### What you will do
Please retype the following items word for word.

[START Material]

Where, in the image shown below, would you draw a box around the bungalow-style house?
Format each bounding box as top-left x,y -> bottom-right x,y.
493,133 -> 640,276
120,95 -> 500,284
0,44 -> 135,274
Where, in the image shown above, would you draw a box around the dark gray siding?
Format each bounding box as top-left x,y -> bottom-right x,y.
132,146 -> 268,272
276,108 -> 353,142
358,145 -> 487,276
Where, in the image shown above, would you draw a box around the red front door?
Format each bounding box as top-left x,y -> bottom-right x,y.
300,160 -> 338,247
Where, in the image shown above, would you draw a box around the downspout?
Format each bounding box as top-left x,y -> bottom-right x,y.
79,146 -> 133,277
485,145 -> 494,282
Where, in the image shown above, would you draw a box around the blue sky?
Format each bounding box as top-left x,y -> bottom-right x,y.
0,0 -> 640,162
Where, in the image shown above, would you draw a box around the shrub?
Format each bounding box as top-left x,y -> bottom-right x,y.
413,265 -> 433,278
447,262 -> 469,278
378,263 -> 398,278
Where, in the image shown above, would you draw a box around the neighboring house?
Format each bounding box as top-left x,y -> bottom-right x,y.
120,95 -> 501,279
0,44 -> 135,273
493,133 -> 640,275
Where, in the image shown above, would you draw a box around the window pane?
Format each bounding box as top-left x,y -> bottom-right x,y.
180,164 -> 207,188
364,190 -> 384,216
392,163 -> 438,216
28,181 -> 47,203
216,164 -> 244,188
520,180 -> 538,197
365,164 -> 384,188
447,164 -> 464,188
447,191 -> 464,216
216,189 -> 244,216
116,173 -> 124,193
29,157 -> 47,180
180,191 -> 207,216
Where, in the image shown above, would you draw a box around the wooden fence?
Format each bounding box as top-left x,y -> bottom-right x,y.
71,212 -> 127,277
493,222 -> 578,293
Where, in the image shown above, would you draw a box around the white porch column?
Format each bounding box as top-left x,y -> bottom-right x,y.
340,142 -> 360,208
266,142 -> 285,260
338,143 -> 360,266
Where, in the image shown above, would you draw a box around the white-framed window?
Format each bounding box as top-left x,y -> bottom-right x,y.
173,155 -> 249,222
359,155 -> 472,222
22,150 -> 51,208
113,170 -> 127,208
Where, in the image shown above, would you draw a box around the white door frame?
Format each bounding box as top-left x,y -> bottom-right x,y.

[END Material]

### Exercise output
Where, in the image shown below, would you draw a box around the bungalow-style house?
Format each bounding box as top-left x,y -> bottom-right x,y.
493,133 -> 640,276
120,95 -> 500,284
0,44 -> 135,274
Where, in the image shown above, would you draw a box around the dark gray siding?
Format each bounding box as top-left x,y -> bottom-right x,y.
132,146 -> 268,272
276,108 -> 353,142
358,145 -> 487,276
Where, in the image shown above, would you draw a box around the red front door?
Format each bounding box as top-left x,y -> bottom-right x,y.
300,160 -> 338,247
Where, in the image shown above, would you draw a box around the downspout?
Format each bounding box as top-left x,y -> bottom-right x,y.
79,146 -> 133,277
485,145 -> 494,282
Where, in the image shown above, would you draw a box around the blue sky?
Format each bounding box as top-left x,y -> bottom-right x,y.
0,0 -> 640,162
Where, in the image shown above, would you draw a box around the shrub?
Format each bounding box as top-left x,y -> bottom-right x,y.
413,265 -> 433,278
447,262 -> 469,278
378,263 -> 398,278
Where, in the image shown above, would you draw a box around the neighboring house?
Format each bounding box as top-left x,y -> bottom-right x,y.
120,95 -> 501,279
0,44 -> 135,273
493,133 -> 640,275
Where, in the image shown above, would you draw a box around the window pane?
Format each bounding box as top-left x,y -> bottom-right x,y.
180,164 -> 207,188
364,190 -> 384,216
392,163 -> 438,216
28,181 -> 47,203
216,164 -> 244,188
520,180 -> 538,197
365,164 -> 384,188
447,164 -> 464,188
447,191 -> 464,216
216,189 -> 244,216
116,173 -> 124,193
29,157 -> 47,180
180,191 -> 207,216
Where, in the image shown above, would you draw a box around the wooden fence?
Format each bounding box as top-left x,y -> bottom-right x,y.
71,212 -> 127,277
493,222 -> 578,293
Where, in the image shown above, would you draw a box around the white porch column?
Format each bounding box as top-left x,y -> bottom-right x,y.
340,142 -> 360,208
266,142 -> 285,260
338,143 -> 360,266
Where, in the image shown above, would you draw a box around the white-framed window?
Format each bounding box as top-left x,y -> bottom-right x,y.
173,155 -> 249,222
359,155 -> 472,222
22,150 -> 51,208
113,170 -> 127,208
Where, in the image shown above, would you draw a box around the white door frame?
Format each bounding box as top-left x,y -> bottom-right x,y.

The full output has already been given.